Please transcribe the listing below in full and word for word, without its pictures.
○ ○ ○
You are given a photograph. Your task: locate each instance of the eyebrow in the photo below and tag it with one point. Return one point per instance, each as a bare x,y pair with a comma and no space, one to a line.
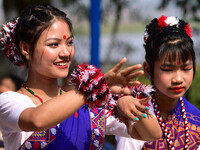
58,38
171,65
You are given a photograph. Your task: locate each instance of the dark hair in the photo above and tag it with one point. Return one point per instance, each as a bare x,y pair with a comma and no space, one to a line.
15,79
34,20
169,43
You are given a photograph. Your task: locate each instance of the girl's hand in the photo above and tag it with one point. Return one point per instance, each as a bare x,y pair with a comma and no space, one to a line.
118,80
129,108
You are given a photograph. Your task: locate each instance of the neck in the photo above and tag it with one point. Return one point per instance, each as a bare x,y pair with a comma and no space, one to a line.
165,104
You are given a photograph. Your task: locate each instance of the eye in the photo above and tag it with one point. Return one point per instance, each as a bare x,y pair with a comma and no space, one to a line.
167,69
53,44
70,42
187,68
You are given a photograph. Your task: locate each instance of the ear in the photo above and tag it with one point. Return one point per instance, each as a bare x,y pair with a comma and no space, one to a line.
146,68
25,49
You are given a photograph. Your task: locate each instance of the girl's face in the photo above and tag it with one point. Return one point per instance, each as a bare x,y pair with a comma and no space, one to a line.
172,79
54,51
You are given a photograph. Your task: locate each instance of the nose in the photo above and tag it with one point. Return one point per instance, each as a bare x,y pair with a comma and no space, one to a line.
177,77
65,51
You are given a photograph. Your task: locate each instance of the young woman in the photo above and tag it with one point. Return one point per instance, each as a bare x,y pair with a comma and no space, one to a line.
170,65
42,116
10,82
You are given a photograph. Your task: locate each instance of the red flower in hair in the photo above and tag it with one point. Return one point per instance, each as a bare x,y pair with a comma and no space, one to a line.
188,30
161,22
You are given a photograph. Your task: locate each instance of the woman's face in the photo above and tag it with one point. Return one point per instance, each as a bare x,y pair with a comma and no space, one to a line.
54,51
172,79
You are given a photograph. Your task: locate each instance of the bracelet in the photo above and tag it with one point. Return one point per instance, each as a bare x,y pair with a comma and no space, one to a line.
139,92
91,81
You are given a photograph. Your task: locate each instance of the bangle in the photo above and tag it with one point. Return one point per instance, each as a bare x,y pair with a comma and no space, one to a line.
91,81
139,92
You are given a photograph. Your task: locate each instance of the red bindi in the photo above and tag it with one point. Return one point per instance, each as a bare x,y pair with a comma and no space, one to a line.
64,37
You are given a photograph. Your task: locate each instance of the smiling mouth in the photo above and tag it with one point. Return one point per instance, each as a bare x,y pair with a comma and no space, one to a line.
177,89
61,64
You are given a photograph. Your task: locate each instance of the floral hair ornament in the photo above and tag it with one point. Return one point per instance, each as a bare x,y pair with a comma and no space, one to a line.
64,37
164,21
9,47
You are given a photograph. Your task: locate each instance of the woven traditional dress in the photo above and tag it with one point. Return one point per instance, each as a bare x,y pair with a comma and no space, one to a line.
82,131
175,125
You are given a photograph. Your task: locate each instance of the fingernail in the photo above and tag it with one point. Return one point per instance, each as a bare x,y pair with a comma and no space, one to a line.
146,108
136,119
127,132
144,115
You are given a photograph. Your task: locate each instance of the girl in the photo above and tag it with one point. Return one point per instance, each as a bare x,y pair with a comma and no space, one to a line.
35,117
170,65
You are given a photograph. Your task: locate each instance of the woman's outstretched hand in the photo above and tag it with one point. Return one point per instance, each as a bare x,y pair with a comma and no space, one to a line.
118,80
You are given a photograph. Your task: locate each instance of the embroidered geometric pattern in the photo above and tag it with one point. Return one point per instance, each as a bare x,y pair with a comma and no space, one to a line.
98,128
39,140
177,134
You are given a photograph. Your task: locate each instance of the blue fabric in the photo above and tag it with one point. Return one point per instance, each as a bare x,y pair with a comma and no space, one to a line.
74,133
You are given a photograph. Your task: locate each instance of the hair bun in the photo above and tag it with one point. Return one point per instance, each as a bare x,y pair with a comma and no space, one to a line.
170,22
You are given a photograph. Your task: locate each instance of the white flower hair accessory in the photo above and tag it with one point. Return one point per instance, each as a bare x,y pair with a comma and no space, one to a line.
164,21
9,47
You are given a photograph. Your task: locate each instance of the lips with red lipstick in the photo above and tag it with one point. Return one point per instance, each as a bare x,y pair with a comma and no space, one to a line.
62,64
177,89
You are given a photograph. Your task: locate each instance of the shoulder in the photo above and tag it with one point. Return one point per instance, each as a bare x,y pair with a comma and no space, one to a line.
190,107
193,113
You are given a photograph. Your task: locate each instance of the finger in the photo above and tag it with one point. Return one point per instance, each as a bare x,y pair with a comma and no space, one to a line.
131,115
144,100
128,70
119,65
134,83
134,75
137,112
126,91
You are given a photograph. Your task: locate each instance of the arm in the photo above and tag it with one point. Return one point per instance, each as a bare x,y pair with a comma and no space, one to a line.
117,79
148,128
51,112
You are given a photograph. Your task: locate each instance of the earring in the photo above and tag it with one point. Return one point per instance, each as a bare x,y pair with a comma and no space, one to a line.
149,77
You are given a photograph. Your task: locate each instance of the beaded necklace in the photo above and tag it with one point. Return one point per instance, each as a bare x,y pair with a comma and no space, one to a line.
29,90
164,128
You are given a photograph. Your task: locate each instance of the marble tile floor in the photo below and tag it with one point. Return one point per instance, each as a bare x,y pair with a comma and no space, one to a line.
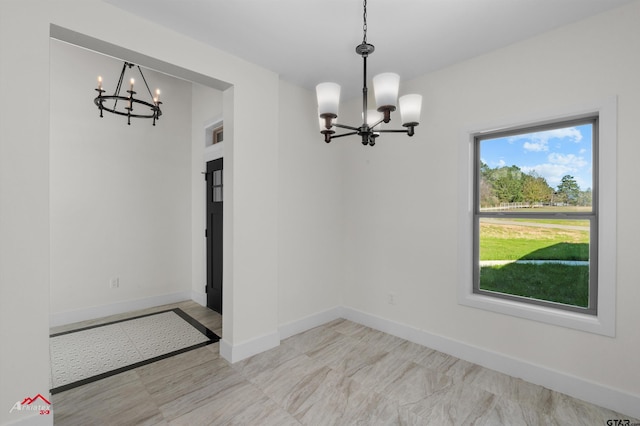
341,373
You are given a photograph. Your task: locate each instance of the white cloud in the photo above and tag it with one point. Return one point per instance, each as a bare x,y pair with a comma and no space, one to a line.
539,141
568,160
535,146
560,165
○ ○ ○
__RESULT__
You are given a photograph. Your task: locate each instance of the eyebrow in the photo below and tag it with one point. Return one point per instance, each as a bare x,y pair with a comma and no space, one to a line.
58,38
171,65
You are given a photograph. Your task: locate each instance of the dark hair in the photo above and tag it with one point. Return one point per instance, each as a bare x,y pair with a comma and no space, one to a line.
15,79
34,20
169,43
You are given a photograph. Your task: locate each instance of the girl's hand in the photo above and tag it with one point. Return one point per instance, each as a bare x,y pair with a comma and no space, one to a line.
118,80
129,108
You are given a photograph. Your task: locate each instance of the neck in the photo above and tag it with one point. Return one point per instance, each as a bare x,y pair with a comma and no space, one to a line.
165,104
You are given a photograph. Your task: locate each instance of the eye in the photo above and tag it with one point. Return one point per instance, each as a bare x,y pair with a comma and no space, one to a line.
167,69
53,44
70,42
187,68
You are given a photograph. Your task: locate each instance of the ear in the photo above and tag it with one point. Return one point per instance, each as a bare x,y pair with a comma and no space, one to a line.
146,68
25,49
You are given a photograph. Your task: locate each instance of the girl's face in the photo above and tag it with one point. Return one point per instance, each as a bare x,y pair with a comma and no space, one to a line.
172,79
54,51
You are given a photograph. Your task: locate each instance of the nose in the photo above and tag it with one point. Return one point per instance, each as a bare x,y pair with a comma and no space, one to a line.
177,77
65,51
You are given a photograph. Your task: locate each instance of the young woman in the photo above and tag it with one point. Return one point per instance, each as a bare x,y pair with a comma and no space, one to a line.
170,65
42,116
10,82
You are given a photograph. Your task: locate each instance of the red flower in hair in the photo above and tag it with one point. Return one point per instance, each as a bare x,y pair with a comma and no space, one to a line.
188,30
161,22
You are given a photograph. Your task: locate each instance of the woman's face in the photo above and tag it with one point. Return one point per instance, each as a bare x,y pair with a comma and no space, one to a line.
54,51
172,79
You are given a photograph. Your task: locate each instance of the bracelet in the photo above and tag it with one point. Return one point per instance, each as a bare x,y pair with a comma and no space, one to a line.
139,92
91,81
You are given a photograph. Your task: locate each instance of the bangle in the photo above and tag it with one point. Return one point per instance, each as a bare x,y pair with a comma and no space, one to a line.
91,81
139,92
You are given a photograph. Your task: locate each instance of the red bindi in the photo above and tag it with one point. Return one point per instance, each as a bare x,y pair with a comma and no space, one to a line.
64,37
You are given a photograph. Your task: locate each instance of the smiling mouth in the photo above and tag it with one point. Return one point per instance, each as a bare x,y pair with a comma and no space, one to a line.
177,89
61,64
You are given a photograph. Your task: locate each instance of the floral hair ornament in the photo above and tag it with one point. Return one point per instance, each as a bare x,y pair with a comma and no space, one to a line.
64,37
164,21
9,47
You are given a photograph. Your task: locate each instance of the woven traditional dress in the photo above and tag it with one point. Return one point per instance, each as a bare x,y pair with a comma and no space, one to a line.
82,131
175,125
You are given a photograph. Your task: locate each instance of the fingernail in the photo above and tag it with one point. Return one point per instance, each as a bare x,y pair with a comma and no space, one to a line.
146,108
136,119
127,132
144,115
You are given a photograph. Your task: locate each instance of the girl in the photo above and tag it with one point. Return one point per instance, each as a bare x,y pair with a comma and no space, one to a line.
35,117
170,65
You are given a photograph. Your task: locate each instance of the woman's outstretched hand in the photo above and tag it with one point. Return one point per instance, each as a bare x,y pair with a comma and no space, one to a line.
118,80
You are given a photograph. Your task: locate each instance of the embroidered geometric pattern in the photo above and tag it with one point. Return one point per instance, each as a bare x,y pair with a comma and no space, one to a line.
98,128
39,140
177,134
You are given a photograph. Your task: locate each instance of the blue fabric in the photo above and tag it with one point. Return one point per instance, each as a bare x,y pair with a comma and no space, one to a line.
74,133
You are given a photograph. Your task: locate each instance of the hair bun in the photo above and tag it with one point. Return one point per instance, each as a bare x,y pair with a comma and no space, one to a line.
170,22
You are given a photograph. Your task: locate each instance of the white flower hair accessory in the photo above and tag it with one point. Return one point per instance, each as a bare x,y pair with a comma and no space, one to a line.
164,21
9,47
You are given a photograph. Your task: locate each instance of the lips with red lipstick in the photo above and tag it with one point. Return one point per instance, each as a bare x,y pair with a comma and no space, one to a line.
62,64
177,89
You are given a photograph. Your task: locate each instance of the shoulder in the photo above and tag it with one point. Return one point per instance, each as a bare x,y pair with a comma and no space, one to a line.
190,107
193,113
You are given a photograph. Your task: locate each instance of the finger in the photo above and tag it with one point. Return one point per instance, each as a bare x,y pair with a comma and no space, one to a line.
131,115
144,100
128,70
119,65
134,83
134,75
137,112
126,91
You are given a photograph. Your task: locate each instance of the arm in the photo above and tag it with one point. Return one point per instance, each as a bare x,y pair with a comma and no space, one to a line.
117,79
148,128
51,112
You are given a photograph. Your task: locate each instance of the earring in the photo above and tag it with one point. Return one point per instance, each as a bare x,y pair with a comma and no space, one to a line.
149,77
You are given a photograph. Your task: locate each instance of the beaded necklace in the photo above and tag it with one point. Return one point per instance, each as a bare x,y pair with a comma and no space, one to a line.
29,90
164,128
You are given a photograph. Your task: locate each instance of the marble tile floor in the photo below and tag it with one point. Return one point per instance, each as a bare x,y pair with a comma and no space, one to a line.
341,373
You are given a photograph. Your task: locate each instance of the white cloud in the photo above and tag it with one point. Return one point per instance, each as a bare x,y pair with a comma and no space, one to a line.
539,141
568,160
535,146
560,165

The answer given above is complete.